* **Selected text**
——————————
Together with RoboKind, Gallup-McKinley County Schools will deploy 75 robots across 33 schools.
Gallup-McKinley Partners with RoboKind.
This April, Gallup-McKinley County Schools, New Mexico’s largest geographic district serving over 11,000 students, partnered with RoboKind to deploy an assistive technology and curriculum program to further improve social-emotional outcomes for students with Autism Spectrum Disorder (ASD).
John Overheim, Director of Services for Exceptional Students at Gallup-McKinley, commented:
“We are excited to include Milo and friends in our robust support system for students on the Autism Spectrum, as well as looking for opportunities to expand the use of this technology in the promotion of classrooms that reflect Universal Design for Learning principles and practices. We are looking forward to the implementation and interaction with Milo, Carver, Veda, and Jemi.”
For those that are unfamiliar with our social-emotional learning program, it assists special educators in teaching students with developmental differences social skills needed for emotional regulation, conversations, and other social scenarios. It combines our facially-expressive robot with evidence-based curriculum to improve mastery and generalization.
One of the reasons we are so excited about this partnership is that we get to see the impact when educators commit to system-wide innovation.
——————————
* **Information provided**
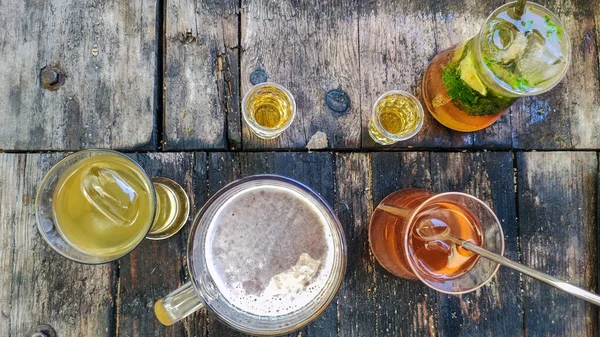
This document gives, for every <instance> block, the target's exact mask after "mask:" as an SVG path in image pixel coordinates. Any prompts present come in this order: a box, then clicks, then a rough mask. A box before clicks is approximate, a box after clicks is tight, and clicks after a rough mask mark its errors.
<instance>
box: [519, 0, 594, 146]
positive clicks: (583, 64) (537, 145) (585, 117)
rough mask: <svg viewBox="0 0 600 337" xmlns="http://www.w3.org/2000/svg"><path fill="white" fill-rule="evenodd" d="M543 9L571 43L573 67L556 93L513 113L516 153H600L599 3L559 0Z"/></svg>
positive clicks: (563, 80)
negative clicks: (552, 14) (598, 60)
mask: <svg viewBox="0 0 600 337" xmlns="http://www.w3.org/2000/svg"><path fill="white" fill-rule="evenodd" d="M542 4H543V5H544V6H546V7H547V8H548V9H550V10H551V11H553V12H554V13H556V14H557V15H558V17H559V18H560V19H561V20H562V22H563V25H564V29H565V31H567V32H568V33H569V35H570V37H571V45H572V53H571V56H572V59H571V65H570V67H569V70H568V71H567V74H566V76H565V78H564V79H563V80H562V82H561V83H560V84H558V85H557V86H556V87H555V88H553V89H552V90H551V91H549V92H548V93H545V94H542V95H539V96H535V97H530V98H525V99H522V100H521V101H520V104H519V103H518V104H517V105H516V106H515V108H513V110H512V116H513V117H512V118H513V119H512V126H513V130H514V131H513V144H514V147H515V148H519V149H592V148H593V149H597V148H599V147H600V135H599V134H598V129H599V128H600V118H598V112H600V98H599V97H598V95H596V94H595V93H597V92H598V91H600V83H599V78H600V73H599V71H598V46H599V45H600V43H599V42H598V41H600V40H597V39H599V38H598V36H597V35H598V31H599V30H598V28H599V27H600V26H599V25H598V18H600V10H599V9H598V3H597V2H596V1H594V0H577V1H559V0H554V1H548V2H544V3H542ZM594 13H595V14H594ZM594 15H595V16H594Z"/></svg>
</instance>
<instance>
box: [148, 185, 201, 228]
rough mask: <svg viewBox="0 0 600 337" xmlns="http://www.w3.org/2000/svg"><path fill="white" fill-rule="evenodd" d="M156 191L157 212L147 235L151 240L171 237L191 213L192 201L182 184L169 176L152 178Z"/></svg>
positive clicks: (186, 218) (182, 225)
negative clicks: (147, 234) (179, 183)
mask: <svg viewBox="0 0 600 337" xmlns="http://www.w3.org/2000/svg"><path fill="white" fill-rule="evenodd" d="M152 183H153V184H154V190H155V191H156V214H155V216H154V222H153V223H152V229H150V232H149V233H148V235H147V236H146V238H147V239H150V240H163V239H166V238H169V237H171V236H173V235H175V234H177V232H179V230H181V228H182V227H183V226H184V225H185V223H186V222H187V219H188V216H189V214H190V202H189V199H188V197H187V194H186V193H185V190H184V189H183V187H181V185H179V184H178V183H176V182H175V181H173V180H171V179H167V178H152Z"/></svg>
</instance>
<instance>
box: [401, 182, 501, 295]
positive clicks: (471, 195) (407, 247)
mask: <svg viewBox="0 0 600 337" xmlns="http://www.w3.org/2000/svg"><path fill="white" fill-rule="evenodd" d="M446 196H462V197H467V198H469V199H472V200H474V201H476V202H477V203H478V204H480V205H482V206H483V207H484V209H486V210H487V211H488V212H489V213H490V214H492V216H493V218H494V220H496V224H497V227H498V230H499V236H500V243H501V244H500V252H497V254H500V255H501V256H504V248H505V244H504V231H503V230H502V224H501V223H500V220H498V217H497V216H496V213H495V212H494V211H493V210H492V209H491V208H490V206H488V204H486V203H485V202H483V201H482V200H481V199H479V198H477V197H474V196H472V195H470V194H467V193H463V192H444V193H439V194H435V195H432V196H431V197H429V198H427V199H426V200H425V201H423V202H422V203H421V204H420V205H419V206H417V207H416V208H415V209H414V210H413V211H412V212H411V213H410V217H409V218H408V220H407V226H406V233H405V234H404V238H403V241H404V254H405V256H406V260H407V261H408V265H409V266H410V268H411V271H412V272H413V273H414V274H415V275H416V276H417V277H418V278H419V280H421V282H423V283H424V284H425V285H427V286H428V287H429V288H431V289H433V290H435V291H438V292H441V293H444V294H450V295H461V294H466V293H470V292H472V291H475V290H477V289H479V288H481V287H483V286H484V285H486V284H488V283H489V282H490V281H491V280H492V278H493V277H494V276H496V274H497V273H498V269H500V264H499V263H497V262H495V263H496V267H495V268H494V270H493V272H492V273H490V275H489V276H488V277H487V278H486V279H485V280H484V281H483V282H481V283H480V284H478V285H477V286H475V287H473V288H471V289H467V290H462V291H446V290H442V289H439V288H436V287H434V286H432V285H431V284H430V283H429V282H427V281H426V280H425V279H424V278H423V277H422V276H421V274H420V273H419V272H418V271H417V270H416V268H415V266H414V261H413V259H412V258H411V254H410V252H409V250H408V248H409V247H408V238H409V233H411V231H412V227H413V226H414V225H415V217H416V216H417V214H419V212H420V211H421V210H422V209H423V208H424V207H425V206H426V205H428V204H430V203H431V202H432V201H434V200H435V199H438V198H442V197H446ZM480 258H483V257H480ZM477 263H479V262H477Z"/></svg>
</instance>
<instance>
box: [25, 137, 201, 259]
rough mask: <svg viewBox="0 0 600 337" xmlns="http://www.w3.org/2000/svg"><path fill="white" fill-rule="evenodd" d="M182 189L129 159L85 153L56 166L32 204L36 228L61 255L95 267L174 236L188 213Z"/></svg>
mask: <svg viewBox="0 0 600 337" xmlns="http://www.w3.org/2000/svg"><path fill="white" fill-rule="evenodd" d="M189 209H190V207H189V200H188V197H187V194H186V193H185V190H184V189H183V188H182V187H181V186H180V185H179V184H177V183H176V182H174V181H173V180H170V179H167V178H152V179H150V177H148V175H147V174H146V172H145V171H144V170H143V169H142V168H141V167H140V166H139V165H138V164H137V163H136V162H135V161H134V160H132V159H131V158H129V157H127V156H125V155H123V154H121V153H119V152H116V151H111V150H99V149H95V150H84V151H80V152H77V153H74V154H72V155H70V156H68V157H66V158H64V159H63V160H61V161H59V162H58V163H57V164H56V165H54V166H53V167H52V168H51V169H50V171H49V172H48V173H47V174H46V176H45V177H44V179H43V180H42V182H41V184H40V187H39V189H38V191H37V196H36V200H35V213H36V218H37V225H38V230H39V232H40V234H41V235H42V237H43V238H44V240H46V242H47V243H48V244H49V245H50V246H51V247H52V248H53V249H54V250H55V251H57V252H58V253H59V254H61V255H63V256H64V257H66V258H68V259H71V260H73V261H76V262H80V263H87V264H99V263H106V262H110V261H113V260H116V259H118V258H120V257H122V256H124V255H126V254H127V253H129V252H130V251H132V250H133V249H134V248H135V247H136V246H137V245H138V244H139V243H140V242H141V241H142V240H143V239H144V238H148V239H152V240H159V239H165V238H168V237H170V236H172V235H174V234H175V233H177V232H178V231H179V230H180V229H181V227H183V225H184V224H185V223H186V221H187V218H188V215H189Z"/></svg>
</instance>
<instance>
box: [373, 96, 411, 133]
mask: <svg viewBox="0 0 600 337" xmlns="http://www.w3.org/2000/svg"><path fill="white" fill-rule="evenodd" d="M373 118H374V119H376V120H370V121H369V134H370V135H371V137H372V138H373V140H375V141H377V142H379V143H381V144H389V143H393V142H394V140H393V139H390V138H388V137H386V136H385V135H384V134H382V133H381V131H380V130H379V128H383V129H384V130H385V131H386V132H387V133H389V134H391V135H393V136H395V137H405V136H408V135H409V134H411V133H412V132H413V131H414V130H415V129H416V128H417V127H418V125H419V122H420V121H421V114H420V113H419V108H418V107H417V106H416V105H415V104H414V103H413V102H412V101H411V100H409V99H408V98H407V97H406V96H404V95H401V94H389V95H386V96H384V97H383V98H382V99H381V100H379V102H377V105H376V106H375V108H374V114H373Z"/></svg>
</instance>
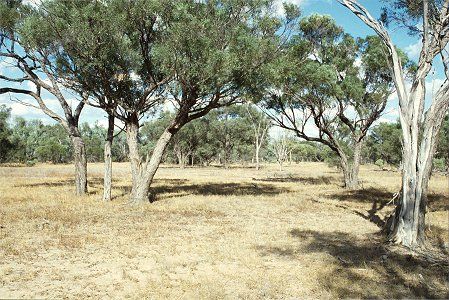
——————————
* **Instructions**
[a] Answer these questions about the text on the Gallup-McKinley and RoboKind partnership:
(i) How many robots will be deployed, and across how many schools?
(ii) What is John Overheim's position at Gallup-McKinley?
(iii) What does the social-emotional learning program combine with its facially-expressive robot?
[b] Could you write the next part of the text on the Gallup-McKinley and RoboKind partnership, picking up after its last sentence?
The material has nothing to do with the piece about the Gallup-McKinley partnership with RoboKind.

* **Task answers**
[a]
(i) 75 robots across 33 schools.
(ii) Director of Services for Exceptional Students.
(iii) Evidence-based curriculum.

[b]
Many research initiatives already leveraged our social-emotional program to better understand the impact of assistive technology and evidence-based curriculum goal progression.
In one example, Dr. Shelley Margow used Quantitative Electroencephalo-graph (QEEG) to map the cognitive function of her patients’ brain waves before and after working with [the program].
She stated, “After three months of working with Milo, my students’ mental maps showed a huge change in how their brains received and processed information. This correlated with the changes in the ASD learner’s overall behavior.”
Another study, by South Carolina’s Department of Education, found that ninety percent (90%) of students demonstrated mastery resulting in observable generalizing, transference to human-to-human interaction.
As we work with GMCS, we will be sure to update this post with additional information and insights that might help you improve outcomes in your district!
“We are looking forward to the implementation and interaction with Milo, Carver, Veda, and Jemi,” John concluded.